SELECTED TEXT:

This points at a thing that’s been bothering me for a while in the discourse around economics.
Often there are specific concepts or models worth learning from a discipline. For instance, comparative advantage and asymmetric information are important, but not all that complicated and hard to understand, and once you understand them you can apply them in new circumstances without holding onto the formalism that professionals fit them into.
In much rarer cases, an entire disciplinary framework is worth preserving. Physics in the Newtonian paradigm (by which I mean to include most of 20th Century physics as well) is an example—you can’t really understand “momentum” or “energy” except in relation to a much larger mathematized framework, which has a huge amount of descriptive, explanatory, and predictive power.
My sense of economics is that many concepts are important, but the frameworks are systematically obscuring a lot of what’s important to see. A lot of what I tried to do with Talents and There is a war was explain a bunch of stuff I’d learned from reading widely about economics, in nonideological terms that would help the reader apply patterns economists know about to concrete situations without providing anything pretending to be a comprehensive framework, and without claiming the mantle of what I consider spurious intellectual authority.

DATASET:
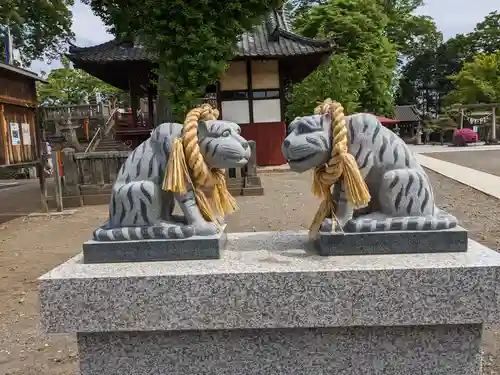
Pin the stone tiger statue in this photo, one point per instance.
(401, 194)
(140, 209)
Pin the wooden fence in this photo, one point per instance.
(88, 177)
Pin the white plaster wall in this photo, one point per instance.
(267, 110)
(237, 111)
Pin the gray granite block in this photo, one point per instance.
(430, 350)
(192, 248)
(272, 280)
(392, 242)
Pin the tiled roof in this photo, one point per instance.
(272, 38)
(21, 71)
(406, 113)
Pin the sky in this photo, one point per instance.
(451, 16)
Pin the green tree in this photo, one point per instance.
(67, 85)
(39, 28)
(426, 77)
(357, 28)
(192, 39)
(478, 81)
(408, 31)
(345, 81)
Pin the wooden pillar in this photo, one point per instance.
(39, 139)
(493, 124)
(150, 107)
(133, 102)
(250, 92)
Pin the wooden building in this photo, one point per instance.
(19, 133)
(251, 92)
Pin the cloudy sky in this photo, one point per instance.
(451, 16)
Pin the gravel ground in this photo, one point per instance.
(485, 161)
(30, 247)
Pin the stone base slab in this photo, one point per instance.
(192, 248)
(273, 280)
(392, 242)
(430, 350)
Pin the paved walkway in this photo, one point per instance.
(427, 149)
(485, 182)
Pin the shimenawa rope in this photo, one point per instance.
(341, 165)
(186, 165)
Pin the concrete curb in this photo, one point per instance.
(8, 185)
(49, 214)
(272, 170)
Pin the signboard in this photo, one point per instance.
(15, 134)
(26, 134)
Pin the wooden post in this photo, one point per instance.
(37, 142)
(57, 182)
(252, 162)
(493, 124)
(4, 155)
(151, 109)
(71, 177)
(134, 103)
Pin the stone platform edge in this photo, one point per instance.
(268, 280)
(390, 242)
(191, 248)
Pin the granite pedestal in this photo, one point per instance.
(270, 305)
(191, 248)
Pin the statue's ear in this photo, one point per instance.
(202, 129)
(326, 122)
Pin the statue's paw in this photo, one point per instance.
(205, 228)
(326, 225)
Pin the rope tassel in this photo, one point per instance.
(186, 165)
(341, 165)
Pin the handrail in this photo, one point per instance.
(99, 129)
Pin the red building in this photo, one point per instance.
(250, 93)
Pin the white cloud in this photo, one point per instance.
(88, 28)
(458, 16)
(451, 16)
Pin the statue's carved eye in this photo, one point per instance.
(303, 129)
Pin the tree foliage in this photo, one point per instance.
(39, 28)
(426, 78)
(345, 82)
(478, 81)
(67, 85)
(357, 28)
(406, 30)
(192, 39)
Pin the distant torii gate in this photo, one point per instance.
(492, 106)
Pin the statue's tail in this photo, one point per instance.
(440, 221)
(156, 232)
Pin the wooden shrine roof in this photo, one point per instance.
(406, 113)
(272, 38)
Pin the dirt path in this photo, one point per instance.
(28, 248)
(484, 161)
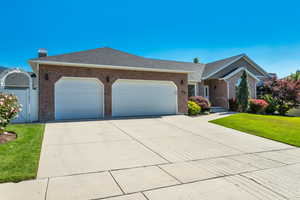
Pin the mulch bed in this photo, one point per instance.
(7, 137)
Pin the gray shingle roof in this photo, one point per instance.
(213, 66)
(113, 57)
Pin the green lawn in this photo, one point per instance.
(279, 128)
(19, 159)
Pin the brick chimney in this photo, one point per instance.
(42, 52)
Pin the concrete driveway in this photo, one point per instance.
(172, 157)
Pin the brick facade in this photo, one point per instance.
(54, 73)
(232, 85)
(218, 90)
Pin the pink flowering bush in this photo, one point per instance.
(258, 106)
(202, 102)
(233, 105)
(9, 109)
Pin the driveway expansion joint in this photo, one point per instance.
(135, 139)
(116, 182)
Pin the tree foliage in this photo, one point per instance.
(196, 60)
(286, 92)
(295, 76)
(9, 109)
(243, 93)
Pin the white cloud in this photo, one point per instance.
(282, 60)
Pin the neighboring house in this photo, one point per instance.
(24, 85)
(108, 82)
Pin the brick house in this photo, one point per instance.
(105, 82)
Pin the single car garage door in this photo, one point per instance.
(142, 97)
(78, 98)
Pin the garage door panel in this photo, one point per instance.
(78, 98)
(140, 97)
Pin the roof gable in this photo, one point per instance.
(214, 69)
(111, 57)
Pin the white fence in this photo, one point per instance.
(29, 100)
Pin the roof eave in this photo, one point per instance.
(33, 62)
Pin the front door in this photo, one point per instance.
(206, 92)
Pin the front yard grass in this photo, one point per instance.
(19, 159)
(279, 128)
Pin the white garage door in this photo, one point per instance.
(141, 97)
(78, 98)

GIVEN INSTRUCTION: Please name the two concepts that the economics text gives as examples of ideas that matter but are not hard to understand.

RESULT FOR THIS TASK: Comparative advantage and asymmetric information.